> _Assigned task_: In your reply, print every line of the listing exactly and omit all images.

> _Input data_:

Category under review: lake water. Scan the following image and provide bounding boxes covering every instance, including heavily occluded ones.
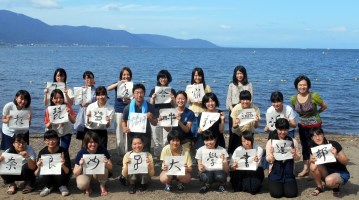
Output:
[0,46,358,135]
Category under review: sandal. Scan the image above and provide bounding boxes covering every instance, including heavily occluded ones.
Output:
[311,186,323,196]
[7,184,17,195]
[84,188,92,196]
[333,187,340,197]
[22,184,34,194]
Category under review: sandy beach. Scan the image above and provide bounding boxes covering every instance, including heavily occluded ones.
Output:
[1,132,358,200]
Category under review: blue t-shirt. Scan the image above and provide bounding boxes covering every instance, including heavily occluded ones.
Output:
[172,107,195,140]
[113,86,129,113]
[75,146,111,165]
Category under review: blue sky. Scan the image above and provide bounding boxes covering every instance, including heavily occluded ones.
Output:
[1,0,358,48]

> _Task output_:
Category under review: lake water. Scan the following image and provide bounding boxes covering every instance, including heavily occluded ones.
Output:
[0,46,358,135]
Category under review: sandal. Scan the image above and provide bounding boxes covering every instance, including heavily occluded ones.
Output:
[311,186,323,196]
[7,184,17,195]
[84,188,92,196]
[333,187,340,197]
[22,184,34,194]
Category under review: sandy beach. Scan the image above and provide bounding boxes covering every instance, including heavily occluded ones.
Output:
[1,132,358,200]
Category under review: blue t-shirt. Scan the image above and provide bounding boxes covering every instance, including heavily occluded ones.
Output:
[172,107,195,140]
[113,86,129,113]
[75,146,111,165]
Category under review: blue sky. Scan the image above and provide bounding boxes covering every instance, including heavily occluded ones.
Output:
[1,0,358,48]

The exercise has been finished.